• SOURCE RECORDS:
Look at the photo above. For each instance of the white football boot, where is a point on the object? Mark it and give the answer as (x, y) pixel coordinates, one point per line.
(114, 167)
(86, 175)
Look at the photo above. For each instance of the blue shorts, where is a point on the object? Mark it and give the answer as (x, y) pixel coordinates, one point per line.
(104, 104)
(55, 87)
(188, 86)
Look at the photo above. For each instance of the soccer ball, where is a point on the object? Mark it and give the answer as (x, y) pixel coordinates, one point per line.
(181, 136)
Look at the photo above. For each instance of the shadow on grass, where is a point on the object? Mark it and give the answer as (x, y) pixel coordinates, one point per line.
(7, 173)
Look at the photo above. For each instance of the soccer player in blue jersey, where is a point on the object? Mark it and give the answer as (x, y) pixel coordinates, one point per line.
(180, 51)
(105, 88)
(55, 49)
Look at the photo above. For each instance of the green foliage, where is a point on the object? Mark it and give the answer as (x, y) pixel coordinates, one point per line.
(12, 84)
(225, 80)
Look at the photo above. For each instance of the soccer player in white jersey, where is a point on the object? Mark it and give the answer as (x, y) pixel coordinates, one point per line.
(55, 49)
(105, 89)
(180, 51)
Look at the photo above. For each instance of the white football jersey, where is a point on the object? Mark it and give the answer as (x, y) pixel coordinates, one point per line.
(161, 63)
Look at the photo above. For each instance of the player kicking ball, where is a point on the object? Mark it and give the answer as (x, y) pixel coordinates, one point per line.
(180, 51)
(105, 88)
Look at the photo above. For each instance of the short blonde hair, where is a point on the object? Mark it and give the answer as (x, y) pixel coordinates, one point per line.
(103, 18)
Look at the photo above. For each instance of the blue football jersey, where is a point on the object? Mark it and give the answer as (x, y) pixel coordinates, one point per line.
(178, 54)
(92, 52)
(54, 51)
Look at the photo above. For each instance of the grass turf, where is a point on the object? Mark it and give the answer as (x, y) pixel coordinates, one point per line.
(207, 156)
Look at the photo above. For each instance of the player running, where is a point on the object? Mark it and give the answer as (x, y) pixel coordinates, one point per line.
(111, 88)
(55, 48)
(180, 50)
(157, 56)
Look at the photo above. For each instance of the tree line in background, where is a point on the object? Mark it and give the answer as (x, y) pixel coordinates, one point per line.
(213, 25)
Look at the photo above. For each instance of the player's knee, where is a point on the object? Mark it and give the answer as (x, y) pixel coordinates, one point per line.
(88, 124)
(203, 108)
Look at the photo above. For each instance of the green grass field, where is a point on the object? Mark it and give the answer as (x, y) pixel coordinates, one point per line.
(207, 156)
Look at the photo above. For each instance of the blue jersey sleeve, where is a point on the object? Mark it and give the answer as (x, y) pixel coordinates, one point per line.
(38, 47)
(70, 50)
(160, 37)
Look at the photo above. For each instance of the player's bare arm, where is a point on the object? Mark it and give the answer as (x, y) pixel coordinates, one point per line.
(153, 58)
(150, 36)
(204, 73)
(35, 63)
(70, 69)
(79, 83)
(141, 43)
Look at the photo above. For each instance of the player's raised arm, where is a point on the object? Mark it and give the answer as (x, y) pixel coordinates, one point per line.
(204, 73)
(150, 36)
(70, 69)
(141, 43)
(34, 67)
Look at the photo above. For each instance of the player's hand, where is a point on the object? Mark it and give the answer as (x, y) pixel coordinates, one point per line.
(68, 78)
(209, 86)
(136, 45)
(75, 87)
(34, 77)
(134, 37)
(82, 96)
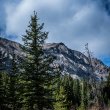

• EXERCISE GOAL: The records above must be printed exactly; the pictures stay out.

• ANSWER SECTION:
Look at the photo above. For each instance of the white football boot, where is a point on the object? Mark it and give the answer as (x, y) pixel coordinates, one point per line.
(114, 167)
(86, 175)
Look at the photo above. For each instance of the blue shorts, where is a point on the object? Mark it and give the answer as (x, y) pixel coordinates, one point per line.
(104, 104)
(55, 87)
(188, 86)
Look at the photo above. For each instance of the soccer ball, where is a point on the object? Mark it and give the answer as (x, y) pixel coordinates, one point per line.
(181, 136)
Look at the photo above. For each instance of the shadow on grass, where is a point on the object? Mark it and give the answer as (x, y) pixel coordinates, one point per line.
(7, 173)
Look at the photo above. For each instance of the soccer player in blue jersey, where is a point on the object? Mark it and give the answer as (x, y) pixel coordinates, one point per line.
(180, 51)
(105, 88)
(55, 49)
Look at the photo above. For each instance of the green foliage, where is a point on the object? Mark it and give the answer as (x, y) pixel coordinates, one point per line.
(12, 84)
(225, 80)
Look at the photo above. For each instance of the soccer player in white jersey, where is a point on the object? Mark it and give the answer as (x, y) pixel coordinates, one point per line.
(55, 49)
(105, 89)
(180, 51)
Look at the photo above. For each instance of the white football jersey, where is a point on the object? Mark it and give the answer as (x, y) pixel coordinates, one point per line.
(161, 63)
Look at the photo above. For each instance of the player kicking ball, where is a point on the object? Mark it and give the answer as (x, y) pixel coordinates, one point per line.
(180, 51)
(105, 88)
Look at the photo above. For each instance of the short blonde hair, where is a point on the object? Mark it and give the answer as (x, y) pixel coordinates, one point per line.
(103, 18)
Look at the photo above. For each instance of the blue football jersey, where is a point on the object? Mark it and give the answer as (x, y) pixel coordinates, one point per line.
(178, 54)
(92, 52)
(54, 51)
Look at the photo above. For each instance of the grass turf, where is a point on the object? Mark it and give the answer as (x, y) pixel coordinates, one point per line.
(207, 156)
Look at the photo above. For each instance of the player running, where is a point on the object? Mark it and give the answer as (x, y) pixel coordinates, one point per line.
(111, 88)
(55, 48)
(180, 50)
(157, 56)
Look at the photo above. For each instance of the tree line in background, where is a point on the object? Mark it and give the answer as (x, y) pixel coordinates, one point per line.
(213, 25)
Look at the photo above. For each instance of the player's knee, where is a point on the object? Mark it and give the answer as (x, y) pixel coordinates, one point per line.
(88, 124)
(203, 108)
Look at the photo above. For each instance of the green grass field, where is a point on the object? Mark it and give the answer as (x, y) pixel coordinates, one point per line.
(207, 156)
Look at the photo above. For each instance of the blue jersey sleeve, where is a point on the object? Mark it and give the answer as (x, y) pixel coordinates, one point per line.
(38, 47)
(70, 50)
(160, 37)
Look at the photo above. For each instance of the player's bare arm, where is a point on the object? Mark it and give the answer as (x, y) pixel coordinates, one point per line.
(153, 58)
(150, 36)
(204, 73)
(35, 63)
(70, 69)
(79, 83)
(141, 43)
Look at the photo above. For each instance of the player's raised arm, where is a point on the object? Mark it and give the answer as (x, y) pixel coordinates, one point per line.
(204, 73)
(150, 36)
(70, 69)
(141, 43)
(34, 67)
Look at the photo above. For each instance of the player's hand, where is a point on the object? Mark it and give the answer as (x, y) pixel coordinates, one point per line.
(68, 78)
(209, 86)
(136, 45)
(75, 87)
(34, 77)
(134, 37)
(82, 96)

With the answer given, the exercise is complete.